━━━ DATA SUPPLIED

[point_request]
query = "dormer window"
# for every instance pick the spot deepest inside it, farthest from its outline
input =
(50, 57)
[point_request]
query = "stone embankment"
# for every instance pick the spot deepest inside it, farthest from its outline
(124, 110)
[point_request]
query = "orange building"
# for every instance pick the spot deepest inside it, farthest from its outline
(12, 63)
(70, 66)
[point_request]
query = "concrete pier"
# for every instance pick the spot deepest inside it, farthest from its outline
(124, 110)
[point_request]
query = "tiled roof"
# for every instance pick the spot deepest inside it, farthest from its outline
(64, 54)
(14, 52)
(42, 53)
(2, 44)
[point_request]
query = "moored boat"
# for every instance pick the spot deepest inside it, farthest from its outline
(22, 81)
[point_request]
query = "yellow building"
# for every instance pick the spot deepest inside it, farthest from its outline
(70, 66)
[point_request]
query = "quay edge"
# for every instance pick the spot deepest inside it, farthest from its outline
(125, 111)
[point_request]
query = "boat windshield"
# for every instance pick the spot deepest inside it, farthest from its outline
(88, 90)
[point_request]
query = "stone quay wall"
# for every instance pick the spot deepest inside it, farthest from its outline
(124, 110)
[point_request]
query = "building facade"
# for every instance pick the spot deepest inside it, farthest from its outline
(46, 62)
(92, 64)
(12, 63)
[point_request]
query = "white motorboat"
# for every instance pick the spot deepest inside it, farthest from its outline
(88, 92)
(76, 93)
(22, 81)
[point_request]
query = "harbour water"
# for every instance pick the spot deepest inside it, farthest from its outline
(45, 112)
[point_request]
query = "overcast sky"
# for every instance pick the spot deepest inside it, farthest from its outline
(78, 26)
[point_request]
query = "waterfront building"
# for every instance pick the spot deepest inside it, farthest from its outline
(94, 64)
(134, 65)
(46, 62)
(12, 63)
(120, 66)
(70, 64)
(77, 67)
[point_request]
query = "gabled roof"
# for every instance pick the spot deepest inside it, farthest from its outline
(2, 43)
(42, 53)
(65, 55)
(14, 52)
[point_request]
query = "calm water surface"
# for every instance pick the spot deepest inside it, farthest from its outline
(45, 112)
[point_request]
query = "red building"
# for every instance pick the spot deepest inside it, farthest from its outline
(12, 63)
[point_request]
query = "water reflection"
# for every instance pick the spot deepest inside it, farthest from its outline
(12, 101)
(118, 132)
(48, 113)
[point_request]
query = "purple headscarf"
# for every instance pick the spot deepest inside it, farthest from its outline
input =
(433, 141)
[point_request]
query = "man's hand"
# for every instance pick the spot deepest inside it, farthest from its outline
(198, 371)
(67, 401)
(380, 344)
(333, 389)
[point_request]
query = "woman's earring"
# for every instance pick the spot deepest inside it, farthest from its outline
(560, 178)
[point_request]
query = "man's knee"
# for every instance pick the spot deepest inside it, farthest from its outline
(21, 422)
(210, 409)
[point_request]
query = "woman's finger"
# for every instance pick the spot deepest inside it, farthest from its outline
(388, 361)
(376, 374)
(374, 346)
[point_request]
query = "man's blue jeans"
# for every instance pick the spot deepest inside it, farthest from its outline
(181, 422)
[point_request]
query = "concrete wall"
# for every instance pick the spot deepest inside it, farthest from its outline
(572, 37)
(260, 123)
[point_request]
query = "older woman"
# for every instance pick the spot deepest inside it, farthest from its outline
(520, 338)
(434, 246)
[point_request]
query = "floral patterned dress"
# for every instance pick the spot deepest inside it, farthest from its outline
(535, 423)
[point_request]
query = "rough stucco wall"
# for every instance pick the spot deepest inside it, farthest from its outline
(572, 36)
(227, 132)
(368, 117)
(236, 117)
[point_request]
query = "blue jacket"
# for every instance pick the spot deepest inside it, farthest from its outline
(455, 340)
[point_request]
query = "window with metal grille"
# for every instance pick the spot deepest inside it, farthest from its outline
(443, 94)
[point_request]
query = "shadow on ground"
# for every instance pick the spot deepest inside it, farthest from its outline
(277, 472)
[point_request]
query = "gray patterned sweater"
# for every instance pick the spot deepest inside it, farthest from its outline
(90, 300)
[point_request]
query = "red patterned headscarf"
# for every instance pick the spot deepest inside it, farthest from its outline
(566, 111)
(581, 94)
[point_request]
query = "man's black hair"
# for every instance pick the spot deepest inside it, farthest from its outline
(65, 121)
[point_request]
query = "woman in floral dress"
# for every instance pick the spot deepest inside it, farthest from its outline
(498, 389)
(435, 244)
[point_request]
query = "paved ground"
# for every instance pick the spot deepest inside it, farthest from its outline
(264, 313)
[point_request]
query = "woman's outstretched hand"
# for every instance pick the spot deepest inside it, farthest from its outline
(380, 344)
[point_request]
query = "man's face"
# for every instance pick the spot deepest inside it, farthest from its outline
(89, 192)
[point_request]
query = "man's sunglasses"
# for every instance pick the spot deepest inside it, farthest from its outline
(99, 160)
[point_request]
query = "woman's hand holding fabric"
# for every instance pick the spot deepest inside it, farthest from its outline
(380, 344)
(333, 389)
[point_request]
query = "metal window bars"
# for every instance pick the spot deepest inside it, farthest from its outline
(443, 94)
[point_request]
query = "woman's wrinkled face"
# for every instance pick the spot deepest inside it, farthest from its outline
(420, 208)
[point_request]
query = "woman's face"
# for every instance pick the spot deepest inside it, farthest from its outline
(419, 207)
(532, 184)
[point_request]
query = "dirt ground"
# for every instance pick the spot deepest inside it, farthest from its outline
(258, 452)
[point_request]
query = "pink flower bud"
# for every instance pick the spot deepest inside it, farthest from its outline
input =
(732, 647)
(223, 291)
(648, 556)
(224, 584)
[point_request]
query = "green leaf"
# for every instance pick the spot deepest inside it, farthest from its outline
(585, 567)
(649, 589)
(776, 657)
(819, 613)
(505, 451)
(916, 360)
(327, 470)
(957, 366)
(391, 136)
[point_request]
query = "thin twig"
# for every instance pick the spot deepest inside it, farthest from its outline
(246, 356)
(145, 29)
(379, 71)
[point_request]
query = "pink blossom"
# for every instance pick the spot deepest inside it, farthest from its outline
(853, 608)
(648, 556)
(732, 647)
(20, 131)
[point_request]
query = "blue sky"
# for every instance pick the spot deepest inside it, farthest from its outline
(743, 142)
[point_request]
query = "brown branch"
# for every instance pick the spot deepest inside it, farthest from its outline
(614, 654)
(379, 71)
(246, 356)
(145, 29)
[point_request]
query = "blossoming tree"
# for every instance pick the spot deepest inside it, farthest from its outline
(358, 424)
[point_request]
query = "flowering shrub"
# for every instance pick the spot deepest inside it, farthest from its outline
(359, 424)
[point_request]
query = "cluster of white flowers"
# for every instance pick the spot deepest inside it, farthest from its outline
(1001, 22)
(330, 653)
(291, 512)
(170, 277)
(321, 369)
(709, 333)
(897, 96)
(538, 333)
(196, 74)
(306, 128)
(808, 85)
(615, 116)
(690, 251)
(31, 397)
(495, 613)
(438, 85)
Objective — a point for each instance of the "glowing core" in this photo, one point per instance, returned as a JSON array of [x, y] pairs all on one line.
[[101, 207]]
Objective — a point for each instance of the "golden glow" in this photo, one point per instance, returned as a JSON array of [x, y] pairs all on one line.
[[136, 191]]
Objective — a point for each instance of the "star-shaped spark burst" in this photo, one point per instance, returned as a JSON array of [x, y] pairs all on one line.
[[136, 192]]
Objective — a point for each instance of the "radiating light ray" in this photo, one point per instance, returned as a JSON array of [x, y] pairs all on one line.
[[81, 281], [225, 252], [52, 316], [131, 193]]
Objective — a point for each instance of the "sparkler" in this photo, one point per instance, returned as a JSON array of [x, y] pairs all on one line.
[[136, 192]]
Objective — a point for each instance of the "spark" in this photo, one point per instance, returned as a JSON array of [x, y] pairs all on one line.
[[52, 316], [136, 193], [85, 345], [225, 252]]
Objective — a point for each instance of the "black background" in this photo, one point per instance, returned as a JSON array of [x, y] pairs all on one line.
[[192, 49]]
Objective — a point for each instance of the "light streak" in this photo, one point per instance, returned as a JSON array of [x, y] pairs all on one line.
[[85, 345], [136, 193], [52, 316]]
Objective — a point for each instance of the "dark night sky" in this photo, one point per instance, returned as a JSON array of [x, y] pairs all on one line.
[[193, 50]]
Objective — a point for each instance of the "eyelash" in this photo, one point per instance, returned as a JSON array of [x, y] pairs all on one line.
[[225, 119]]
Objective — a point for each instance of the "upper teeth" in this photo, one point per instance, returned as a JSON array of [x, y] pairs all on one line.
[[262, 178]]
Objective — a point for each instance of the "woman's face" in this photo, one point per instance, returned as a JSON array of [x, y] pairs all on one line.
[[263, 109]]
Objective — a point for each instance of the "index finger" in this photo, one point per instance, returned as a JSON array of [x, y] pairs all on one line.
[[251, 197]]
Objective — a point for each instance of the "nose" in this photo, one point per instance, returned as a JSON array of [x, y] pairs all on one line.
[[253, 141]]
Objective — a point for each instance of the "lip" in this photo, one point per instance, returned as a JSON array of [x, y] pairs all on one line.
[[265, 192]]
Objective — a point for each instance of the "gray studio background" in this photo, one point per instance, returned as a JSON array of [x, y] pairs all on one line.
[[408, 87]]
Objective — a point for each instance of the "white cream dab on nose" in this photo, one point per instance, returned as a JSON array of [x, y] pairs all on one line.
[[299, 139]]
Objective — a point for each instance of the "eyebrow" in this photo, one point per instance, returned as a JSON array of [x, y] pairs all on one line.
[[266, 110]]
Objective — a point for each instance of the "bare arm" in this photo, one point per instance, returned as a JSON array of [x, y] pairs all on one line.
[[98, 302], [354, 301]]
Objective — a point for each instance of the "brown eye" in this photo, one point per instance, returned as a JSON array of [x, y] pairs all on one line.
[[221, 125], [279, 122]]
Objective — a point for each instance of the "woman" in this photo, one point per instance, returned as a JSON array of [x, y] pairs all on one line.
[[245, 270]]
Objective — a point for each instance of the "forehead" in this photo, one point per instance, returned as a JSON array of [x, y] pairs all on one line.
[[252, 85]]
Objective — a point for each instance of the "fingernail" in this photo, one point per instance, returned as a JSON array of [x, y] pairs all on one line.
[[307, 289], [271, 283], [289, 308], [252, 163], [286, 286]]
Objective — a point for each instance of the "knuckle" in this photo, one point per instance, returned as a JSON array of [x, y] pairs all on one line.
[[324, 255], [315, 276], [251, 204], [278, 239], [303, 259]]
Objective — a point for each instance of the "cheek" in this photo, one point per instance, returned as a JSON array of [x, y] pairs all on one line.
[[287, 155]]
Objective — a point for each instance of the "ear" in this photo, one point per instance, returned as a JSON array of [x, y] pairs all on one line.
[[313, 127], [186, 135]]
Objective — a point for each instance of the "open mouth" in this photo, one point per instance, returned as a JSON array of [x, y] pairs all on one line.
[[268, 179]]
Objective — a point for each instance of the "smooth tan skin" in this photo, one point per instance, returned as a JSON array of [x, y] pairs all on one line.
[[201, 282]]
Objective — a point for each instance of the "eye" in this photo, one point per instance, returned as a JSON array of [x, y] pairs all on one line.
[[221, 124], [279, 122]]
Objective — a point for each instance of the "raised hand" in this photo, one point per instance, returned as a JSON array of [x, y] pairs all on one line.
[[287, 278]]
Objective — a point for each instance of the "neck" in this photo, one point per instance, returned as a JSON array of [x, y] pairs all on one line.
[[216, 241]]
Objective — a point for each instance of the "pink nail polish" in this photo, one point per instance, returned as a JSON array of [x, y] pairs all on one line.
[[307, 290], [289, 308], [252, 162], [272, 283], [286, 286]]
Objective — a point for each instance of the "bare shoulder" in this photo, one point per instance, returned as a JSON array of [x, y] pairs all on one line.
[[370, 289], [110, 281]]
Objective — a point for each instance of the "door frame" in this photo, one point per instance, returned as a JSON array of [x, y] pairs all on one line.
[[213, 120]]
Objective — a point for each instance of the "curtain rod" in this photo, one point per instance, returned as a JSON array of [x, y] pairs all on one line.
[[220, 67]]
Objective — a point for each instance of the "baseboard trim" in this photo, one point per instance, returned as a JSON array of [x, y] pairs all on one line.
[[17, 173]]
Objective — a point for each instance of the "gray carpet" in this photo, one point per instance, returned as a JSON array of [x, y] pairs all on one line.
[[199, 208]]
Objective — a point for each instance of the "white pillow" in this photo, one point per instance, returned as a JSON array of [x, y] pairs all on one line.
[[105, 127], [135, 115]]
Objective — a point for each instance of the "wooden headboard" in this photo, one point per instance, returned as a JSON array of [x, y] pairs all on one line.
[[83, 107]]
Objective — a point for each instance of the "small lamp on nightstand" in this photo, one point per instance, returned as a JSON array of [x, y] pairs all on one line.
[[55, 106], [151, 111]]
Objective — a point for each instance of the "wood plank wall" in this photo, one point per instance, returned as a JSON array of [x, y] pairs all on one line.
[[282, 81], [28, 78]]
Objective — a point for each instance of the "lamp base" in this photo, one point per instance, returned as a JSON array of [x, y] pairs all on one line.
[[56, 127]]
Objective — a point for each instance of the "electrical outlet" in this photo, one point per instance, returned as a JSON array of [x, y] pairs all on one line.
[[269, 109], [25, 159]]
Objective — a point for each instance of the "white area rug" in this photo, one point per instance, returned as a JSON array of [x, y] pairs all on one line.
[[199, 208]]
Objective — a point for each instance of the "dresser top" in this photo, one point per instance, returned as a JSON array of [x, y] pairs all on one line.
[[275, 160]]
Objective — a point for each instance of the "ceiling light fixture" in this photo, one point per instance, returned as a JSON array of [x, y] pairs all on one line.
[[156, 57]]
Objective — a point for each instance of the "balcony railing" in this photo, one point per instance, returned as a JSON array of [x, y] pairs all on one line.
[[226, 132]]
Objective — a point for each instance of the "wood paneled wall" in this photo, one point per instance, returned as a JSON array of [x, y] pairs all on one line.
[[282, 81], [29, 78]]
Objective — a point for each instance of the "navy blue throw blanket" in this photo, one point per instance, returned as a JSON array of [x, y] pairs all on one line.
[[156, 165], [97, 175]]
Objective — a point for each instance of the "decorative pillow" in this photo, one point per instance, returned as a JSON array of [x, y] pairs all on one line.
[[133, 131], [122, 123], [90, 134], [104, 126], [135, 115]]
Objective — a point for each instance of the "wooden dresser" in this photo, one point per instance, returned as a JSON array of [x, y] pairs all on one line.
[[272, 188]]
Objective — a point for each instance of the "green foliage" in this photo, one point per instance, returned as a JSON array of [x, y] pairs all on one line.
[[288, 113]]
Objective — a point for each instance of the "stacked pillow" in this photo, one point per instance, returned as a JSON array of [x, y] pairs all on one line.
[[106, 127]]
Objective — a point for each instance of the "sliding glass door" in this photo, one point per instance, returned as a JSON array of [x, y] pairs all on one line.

━━━━━━

▶ **YOUR OBJECTIVE**
Across the entries above, find each line with the word "concrete" and please copy it out.

▶ **ANSWER SECTION**
query = "concrete pier"
query = "concrete wall"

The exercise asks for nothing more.